-- Task to complete --
Below are records to write out again, exactly as they read.

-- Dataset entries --
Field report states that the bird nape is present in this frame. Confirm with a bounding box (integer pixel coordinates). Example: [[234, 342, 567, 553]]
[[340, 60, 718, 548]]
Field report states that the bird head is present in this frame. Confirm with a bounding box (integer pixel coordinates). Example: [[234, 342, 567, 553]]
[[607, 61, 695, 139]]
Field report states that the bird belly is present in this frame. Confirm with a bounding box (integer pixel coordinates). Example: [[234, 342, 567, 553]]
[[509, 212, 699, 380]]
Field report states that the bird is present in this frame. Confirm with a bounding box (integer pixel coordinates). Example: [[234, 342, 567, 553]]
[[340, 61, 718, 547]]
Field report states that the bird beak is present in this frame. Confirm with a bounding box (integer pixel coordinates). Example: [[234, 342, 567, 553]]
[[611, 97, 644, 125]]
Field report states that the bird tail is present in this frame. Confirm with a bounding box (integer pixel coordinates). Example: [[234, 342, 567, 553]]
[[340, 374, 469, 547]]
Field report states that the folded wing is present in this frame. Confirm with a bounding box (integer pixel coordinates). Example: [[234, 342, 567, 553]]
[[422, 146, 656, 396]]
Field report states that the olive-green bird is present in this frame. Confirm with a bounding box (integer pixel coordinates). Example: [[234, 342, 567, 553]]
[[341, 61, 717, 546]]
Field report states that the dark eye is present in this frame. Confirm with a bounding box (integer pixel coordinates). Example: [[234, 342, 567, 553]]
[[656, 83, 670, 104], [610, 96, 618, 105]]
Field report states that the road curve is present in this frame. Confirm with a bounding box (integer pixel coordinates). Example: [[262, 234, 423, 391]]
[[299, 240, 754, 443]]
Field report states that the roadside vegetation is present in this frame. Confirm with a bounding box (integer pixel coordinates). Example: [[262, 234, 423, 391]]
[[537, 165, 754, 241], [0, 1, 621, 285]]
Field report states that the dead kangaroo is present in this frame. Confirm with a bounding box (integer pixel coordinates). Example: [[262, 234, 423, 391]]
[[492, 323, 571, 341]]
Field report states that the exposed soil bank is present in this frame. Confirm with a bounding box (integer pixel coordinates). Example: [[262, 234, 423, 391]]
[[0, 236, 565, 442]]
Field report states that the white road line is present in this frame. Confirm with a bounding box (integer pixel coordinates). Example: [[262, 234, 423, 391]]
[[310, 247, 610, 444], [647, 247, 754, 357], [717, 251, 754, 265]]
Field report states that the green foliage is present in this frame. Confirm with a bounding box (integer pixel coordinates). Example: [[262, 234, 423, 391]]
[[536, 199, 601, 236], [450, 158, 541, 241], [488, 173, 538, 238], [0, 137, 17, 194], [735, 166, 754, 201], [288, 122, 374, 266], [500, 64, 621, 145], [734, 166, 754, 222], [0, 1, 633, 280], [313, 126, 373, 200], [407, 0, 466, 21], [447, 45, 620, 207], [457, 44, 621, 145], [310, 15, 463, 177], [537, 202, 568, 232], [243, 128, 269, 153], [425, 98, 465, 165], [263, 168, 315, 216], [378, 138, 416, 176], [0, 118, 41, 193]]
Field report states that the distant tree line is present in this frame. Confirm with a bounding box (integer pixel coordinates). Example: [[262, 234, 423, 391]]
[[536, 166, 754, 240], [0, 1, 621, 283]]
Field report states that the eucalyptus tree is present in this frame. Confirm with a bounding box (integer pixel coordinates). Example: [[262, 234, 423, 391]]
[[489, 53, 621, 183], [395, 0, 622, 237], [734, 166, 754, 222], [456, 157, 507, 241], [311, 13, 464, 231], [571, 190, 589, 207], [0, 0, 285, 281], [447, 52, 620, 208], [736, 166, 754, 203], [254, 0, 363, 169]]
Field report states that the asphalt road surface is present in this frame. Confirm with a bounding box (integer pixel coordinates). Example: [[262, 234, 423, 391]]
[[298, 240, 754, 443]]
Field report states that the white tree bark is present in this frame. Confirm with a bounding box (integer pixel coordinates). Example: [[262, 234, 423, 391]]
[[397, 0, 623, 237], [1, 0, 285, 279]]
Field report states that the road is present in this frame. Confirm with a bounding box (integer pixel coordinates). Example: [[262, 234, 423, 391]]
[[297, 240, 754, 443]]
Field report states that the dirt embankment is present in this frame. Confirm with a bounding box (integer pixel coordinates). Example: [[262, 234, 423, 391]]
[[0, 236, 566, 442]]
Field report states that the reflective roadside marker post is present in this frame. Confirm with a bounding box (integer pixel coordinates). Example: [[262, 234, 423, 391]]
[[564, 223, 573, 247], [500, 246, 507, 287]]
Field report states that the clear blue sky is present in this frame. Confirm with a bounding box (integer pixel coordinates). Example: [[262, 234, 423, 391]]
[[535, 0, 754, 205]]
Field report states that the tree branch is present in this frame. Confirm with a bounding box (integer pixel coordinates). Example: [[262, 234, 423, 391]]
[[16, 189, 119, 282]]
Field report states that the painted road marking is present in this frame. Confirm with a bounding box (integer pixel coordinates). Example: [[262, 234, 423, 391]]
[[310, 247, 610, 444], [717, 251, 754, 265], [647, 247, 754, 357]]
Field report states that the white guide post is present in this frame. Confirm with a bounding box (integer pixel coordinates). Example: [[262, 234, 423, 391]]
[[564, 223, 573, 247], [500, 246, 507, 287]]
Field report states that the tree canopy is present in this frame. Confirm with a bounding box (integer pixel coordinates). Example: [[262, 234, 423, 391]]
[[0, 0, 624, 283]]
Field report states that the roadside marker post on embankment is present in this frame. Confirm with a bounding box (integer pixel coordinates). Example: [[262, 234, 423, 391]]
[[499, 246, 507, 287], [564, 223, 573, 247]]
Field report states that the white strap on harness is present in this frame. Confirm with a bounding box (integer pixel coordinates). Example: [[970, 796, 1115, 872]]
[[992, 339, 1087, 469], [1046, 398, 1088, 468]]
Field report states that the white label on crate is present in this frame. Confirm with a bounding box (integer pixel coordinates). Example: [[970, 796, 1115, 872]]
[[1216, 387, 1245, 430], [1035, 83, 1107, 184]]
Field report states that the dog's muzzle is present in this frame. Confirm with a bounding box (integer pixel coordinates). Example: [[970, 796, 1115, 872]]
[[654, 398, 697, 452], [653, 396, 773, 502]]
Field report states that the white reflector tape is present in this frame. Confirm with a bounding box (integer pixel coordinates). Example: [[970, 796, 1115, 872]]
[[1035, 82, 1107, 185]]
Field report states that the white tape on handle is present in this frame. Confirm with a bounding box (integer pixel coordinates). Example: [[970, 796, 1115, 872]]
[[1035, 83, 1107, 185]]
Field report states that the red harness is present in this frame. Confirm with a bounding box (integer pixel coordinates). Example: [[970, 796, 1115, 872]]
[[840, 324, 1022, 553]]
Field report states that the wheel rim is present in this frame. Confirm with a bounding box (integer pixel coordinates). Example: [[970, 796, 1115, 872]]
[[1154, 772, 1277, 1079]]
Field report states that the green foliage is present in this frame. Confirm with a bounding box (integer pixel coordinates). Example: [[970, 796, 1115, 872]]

-- Response box --
Field report states that the bird nape is present in this frame. Confirm with a bounding box (integer pixel coordinates). Example: [[234, 342, 567, 553]]
[[340, 60, 718, 548]]
Field report states that the bird head is present in this frame. Confirm with a bounding box (integer pixel coordinates). Example: [[234, 342, 567, 553]]
[[607, 61, 695, 139]]
Field report states that the bird belly is present in this frame. Confirm with a bounding box (integer pixel coordinates). Example: [[234, 342, 567, 553]]
[[509, 212, 699, 380]]
Field report states that the bird is present in this frame. Confirm with a bounding box (integer pixel coordinates). Example: [[234, 342, 567, 553]]
[[340, 61, 718, 547]]
Field report states that the bird beak is present in this frame. Confirm with a bounding box (integer pixel coordinates). Example: [[234, 342, 567, 553]]
[[611, 97, 644, 125]]
Field report states that the bird tail is present in this frame. Confirm with a bounding box (integer pixel coordinates). Example: [[234, 342, 567, 553]]
[[340, 374, 469, 547]]
Field report states that the folded wing is present in this frame. Confirm with a bounding box (integer pixel coordinates). Example: [[234, 342, 567, 553]]
[[422, 146, 656, 396]]
Field report states that the olive-green bird is present in this frame. Confirm with a bounding box (integer pixel coordinates). Example: [[234, 342, 567, 553]]
[[341, 61, 717, 546]]
Field report states that the dark eye is present in this frame. Confirm with a bounding box (integer pixel coordinates). Example: [[234, 342, 567, 553]]
[[656, 83, 670, 104], [610, 96, 618, 105]]
Field report states that the road curve is present in this frame. Confirm with a bounding box (integer pixel coordinates). Example: [[262, 234, 423, 391]]
[[299, 240, 754, 443]]
Field report states that the roadside vegetation is present in this frame. Confirm with a bounding box (integer pixel coordinates). Example: [[262, 234, 423, 391]]
[[537, 165, 754, 241], [0, 1, 621, 285]]
Field report states that the dead kangaroo is present in this frame. Confirm with a bounding box (integer pixel coordinates). Example: [[262, 234, 423, 391]]
[[492, 323, 571, 341]]
Field report states that the exposed soil bank is present in this frame. Confirm with a bounding box (integer pixel coordinates). Example: [[262, 234, 423, 391]]
[[0, 236, 565, 442]]
Field report states that the white road line is present in this frame. Confirm with a bounding box (integer pixel coordinates). Example: [[262, 234, 423, 391]]
[[310, 247, 610, 444], [647, 247, 754, 357], [717, 251, 754, 265]]
Field report states that the green foliage is present in this frame. Confirm with a bounding box (integer pixel coordinates). Example: [[262, 234, 423, 391]]
[[536, 199, 601, 236], [450, 158, 541, 241], [488, 173, 538, 238], [0, 137, 17, 194], [735, 166, 754, 201], [288, 122, 374, 266], [500, 64, 621, 145], [734, 166, 754, 222], [0, 1, 633, 280], [313, 126, 373, 200], [407, 0, 466, 21], [447, 45, 620, 207], [457, 44, 621, 145], [310, 15, 463, 177], [537, 202, 568, 232], [243, 128, 269, 153], [425, 98, 465, 165], [263, 168, 315, 216], [378, 138, 416, 176], [0, 118, 41, 193]]
Field report states that the distant tree line is present in this frame. Confirm with a bounding box (integer pixel coordinates). Example: [[262, 234, 423, 391]]
[[536, 166, 754, 240], [0, 1, 621, 283]]
Field report states that the eucalyptus tree is present in this frame. Confirm with a bounding box (integer pixel coordinates). Example: [[262, 234, 423, 391]]
[[489, 53, 621, 183], [395, 0, 622, 237], [734, 166, 754, 222], [456, 157, 507, 241], [311, 13, 464, 231], [571, 190, 589, 207], [0, 0, 285, 281], [447, 52, 620, 208], [736, 166, 754, 203], [254, 0, 363, 169]]
Field report states that the asphalt road surface is present in this frame. Confirm with a bounding box (integer pixel coordinates). Example: [[262, 234, 423, 391]]
[[298, 240, 754, 443]]
Field report states that the white tree bark is present in this frame. Confirm with a bounding box (integer pixel coordinates). Example: [[262, 234, 423, 391]]
[[397, 0, 623, 237], [1, 0, 285, 279]]
Field report states that the road is present in this frame. Confirm with a bounding box (integer pixel coordinates). Example: [[262, 234, 423, 391]]
[[297, 240, 754, 443]]
Field report states that the dirt embankment is present in this frame. Confirm with a bounding box (integer pixel coordinates). Example: [[262, 234, 423, 391]]
[[0, 236, 566, 442]]
Field report states that the reflective roadside marker post is present in this frame. Confirm with a bounding box (integer pixel coordinates). Example: [[262, 234, 423, 391]]
[[564, 223, 573, 247], [500, 246, 507, 287]]
Field report states that the clear blue sky is present in this frame. Confirm with a bounding box (integer pixel coordinates). Example: [[262, 234, 423, 391]]
[[535, 0, 754, 205]]
Field report states that the tree branch is present in this frame. Confirm with a bounding box (integer pixel coordinates). Example: [[262, 234, 423, 391]]
[[16, 189, 119, 282]]
Field report states that the painted road marking is present in this frame. Confirm with a bounding box (integer pixel coordinates). Example: [[262, 234, 423, 391]]
[[310, 247, 610, 444], [717, 251, 754, 265], [647, 247, 754, 357]]
Field report states that the white guide post is present in this frame. Confirm with a bounding box (integer pixel coordinates). Example: [[262, 234, 423, 391]]
[[564, 223, 573, 247], [500, 246, 507, 287]]
Field report states that the tree canopy is present in this frame. Confirm with a bounding box (integer pixel coordinates). Example: [[262, 234, 423, 391]]
[[0, 0, 624, 283]]
Field report states that the roadside marker post on embankment is present in this frame. Confirm with a bounding box (integer pixel coordinates). Example: [[262, 234, 423, 391]]
[[499, 246, 507, 287], [564, 223, 573, 247]]
Field report states that the white strap on harness is present in this frame. Confirm with a bounding box (integer pixel coordinates). Example: [[970, 796, 1115, 872]]
[[992, 339, 1087, 469], [1046, 398, 1088, 468]]
Field report states that the white label on crate is present in this frame. Confirm with a bounding box (integer pixel coordinates). Example: [[970, 796, 1115, 872]]
[[1216, 387, 1245, 430], [1035, 83, 1107, 184]]
Field report states that the dog's muzzle is present in this frame. Confirm with a bounding box (integer pixel coordinates). Example: [[970, 796, 1115, 872]]
[[654, 398, 697, 452], [653, 396, 773, 502]]
Field report states that the white reflector tape is present in this frame. Confirm with a bounding box (integer pixel coordinates). Example: [[970, 796, 1115, 872]]
[[1035, 82, 1107, 185]]
Field report states that the white tape on handle is present in this frame. Confirm with a bounding box (integer pixel coordinates). Example: [[970, 796, 1115, 872]]
[[1035, 83, 1107, 185]]
Field report states that the red harness is present in this frame. Confirm with a bounding box (integer pixel coordinates). Example: [[970, 796, 1115, 872]]
[[840, 324, 1022, 553]]
Field report states that the wheel rim is present in this frame. Confirm with a bounding box (integer pixel coordinates). Example: [[970, 796, 1115, 872]]
[[1154, 772, 1277, 1079]]
Field report states that the green foliage is present in this frame. Confirm with a bounding box (integer pixel coordinates). Example: [[970, 796, 1115, 872]]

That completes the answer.